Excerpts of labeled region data

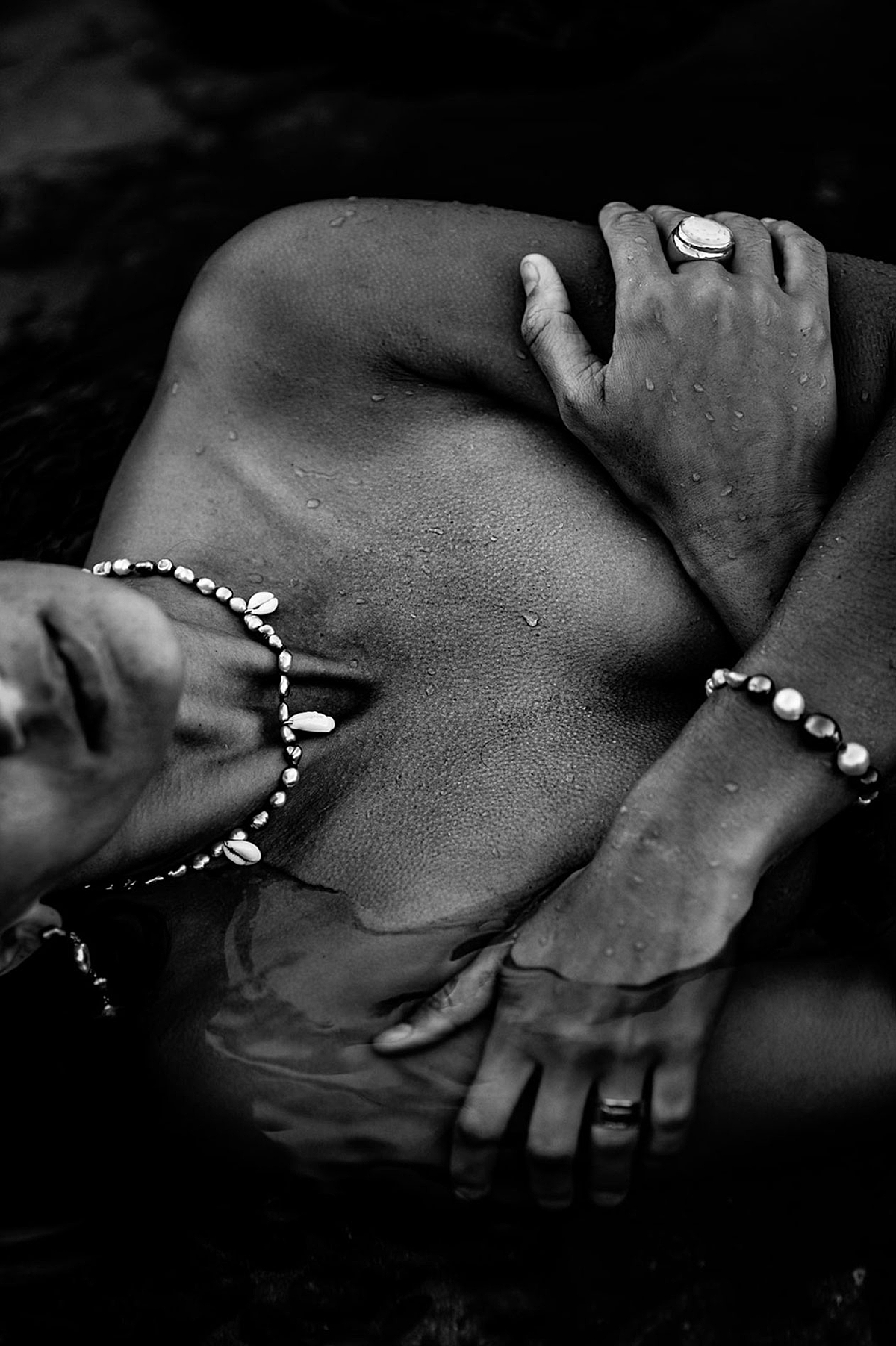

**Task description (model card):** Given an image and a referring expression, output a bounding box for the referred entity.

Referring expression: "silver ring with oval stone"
[666,215,735,267]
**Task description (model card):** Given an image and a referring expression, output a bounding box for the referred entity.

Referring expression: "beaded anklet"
[85,557,336,891]
[706,669,880,803]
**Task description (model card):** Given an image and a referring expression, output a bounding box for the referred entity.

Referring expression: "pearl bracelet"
[706,669,879,803]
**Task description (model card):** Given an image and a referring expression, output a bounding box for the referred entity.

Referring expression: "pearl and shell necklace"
[85,557,336,888]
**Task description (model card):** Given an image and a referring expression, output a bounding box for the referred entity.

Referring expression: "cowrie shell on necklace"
[223,837,261,864]
[246,590,280,617]
[285,711,336,734]
[85,557,336,890]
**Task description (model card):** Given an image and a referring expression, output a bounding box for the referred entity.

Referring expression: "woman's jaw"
[0,561,183,930]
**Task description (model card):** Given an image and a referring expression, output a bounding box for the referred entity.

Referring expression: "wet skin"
[0,561,181,932]
[76,202,896,1189]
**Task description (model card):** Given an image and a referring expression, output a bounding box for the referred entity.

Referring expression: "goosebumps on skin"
[54,201,896,1195]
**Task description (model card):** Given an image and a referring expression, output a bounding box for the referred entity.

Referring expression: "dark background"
[0,0,896,1346]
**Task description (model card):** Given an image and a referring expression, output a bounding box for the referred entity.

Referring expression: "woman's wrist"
[636,678,856,876]
[661,499,824,649]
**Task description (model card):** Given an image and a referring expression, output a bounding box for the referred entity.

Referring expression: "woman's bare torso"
[85,205,893,1172]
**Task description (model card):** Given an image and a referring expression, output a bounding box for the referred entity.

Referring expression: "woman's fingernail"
[374,1023,414,1047]
[519,257,541,295]
[591,1191,626,1207]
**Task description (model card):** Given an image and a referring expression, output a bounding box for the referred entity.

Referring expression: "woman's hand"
[374,759,760,1206]
[520,202,837,644]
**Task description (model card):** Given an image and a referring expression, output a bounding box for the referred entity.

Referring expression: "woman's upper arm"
[162,199,614,420]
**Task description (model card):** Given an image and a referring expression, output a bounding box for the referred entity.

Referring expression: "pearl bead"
[799,711,844,751]
[745,673,775,701]
[772,687,806,721]
[837,743,871,776]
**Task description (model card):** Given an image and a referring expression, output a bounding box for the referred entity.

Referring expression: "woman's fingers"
[763,219,827,303]
[597,201,668,282]
[373,939,510,1056]
[451,1029,535,1200]
[526,1070,591,1210]
[706,210,777,281]
[519,253,601,401]
[647,1061,698,1159]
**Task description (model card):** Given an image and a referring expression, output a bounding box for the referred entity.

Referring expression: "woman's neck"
[69,597,282,885]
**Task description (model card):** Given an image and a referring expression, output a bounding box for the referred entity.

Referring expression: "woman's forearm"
[648,393,896,868]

* _GOAL_: Swap "woman's" for "subject's" everywhere in the items above, and reproduce them otherwise unchanged without the pictures.

* _SOLUTION BELOW_:
**Task description (model card):** Given an image and a referring expression, output a bounding box for the referred entity.

Referring expression: "silver ring with oval stone"
[666,215,735,267]
**Task description (model card):** Given an image and a referring expression, output a bounding box for the referred entity.

Referring expression: "beaded anklet"
[85,557,336,891]
[706,669,880,803]
**Task description (model card):** Given an image and a referring expression, output a bounding box for the referred entity.

Referring expression: "pearl bracelet"
[706,669,879,803]
**Task description (model card):** Given an image and a referring expression, output a bounding box for the referred entity.

Referring expression: "pearl and shell necklace"
[85,557,336,888]
**Task description (model card):** Given an image and a referring expression, output a bounding box for the referred entity.

Referring expression: "cowrie shell on necklace"
[223,837,261,864]
[246,590,280,617]
[285,711,336,734]
[85,557,336,890]
**Task description (model card):** Given an image and a referring expression, output a bounding box for the referred entity.

Referring expression: "subject's jaw"
[0,561,183,930]
**Task description (model card):** Given an image and a referring expression, output a bounding box for the referred entity.

Referring expression: "wet skin"
[0,561,181,932]
[76,202,896,1189]
**Task description (model card):** Given an image and a referring expression, output a bounding box for the referred entity.

Referring expression: "goosebumps on skin"
[54,201,896,1195]
**Task description (model card):** Given an image and a referring expression, output a bounding box for the referred entity.

Referring expression: "dark background"
[0,0,896,1346]
**Task description (model card):** Given an image and a referring expression, output a bounding box for the referred entity.

Referring expression: "subject's wrist"
[636,678,856,876]
[661,499,824,649]
**Task description (model card):** Given an image and a referring expression, output a bounding box for the referred entity.

Referring expression: "subject's bare torso"
[85,205,893,1172]
**Task description (model card):** Given an image and a referring expression, output a bounding box for the referred entity.

Referring expression: "subject's fingernail"
[374,1023,414,1047]
[519,257,541,295]
[591,1191,626,1207]
**Task description (model card):** Given an image and a referring expression, output a bounding box for the referred entity.

Referring expression: "subject's hand"
[374,759,760,1206]
[520,202,837,644]
**Task description (model card):** Given an image and a referring expression, output a bounding box for the referred entity.

Referring expression: "subject's upper arm"
[162,199,614,420]
**Task description (model card):** Given an image and a referring expression, output a bounding box for the referred entity.

Referring expression: "pearl bead"
[799,711,844,751]
[745,673,775,701]
[772,687,806,721]
[837,743,871,776]
**Task description (model card):** Given an image and a referring expression, output a bounding box for the referred entity.

Referring expression: "subject's fingers"
[763,219,827,303]
[597,201,668,282]
[373,939,510,1056]
[451,1029,535,1200]
[526,1070,591,1210]
[706,210,777,281]
[519,253,601,401]
[647,1061,698,1159]
**Task description (model card):** Given an image and a referring expression, output a bounding box for the referred entity.

Referring expression: "subject's neck"
[69,597,282,885]
**Task description (model card):** Given an image and a referring expression, output a bounding box for the referred entity.

Referring expression: "subject's forearm"
[648,393,896,868]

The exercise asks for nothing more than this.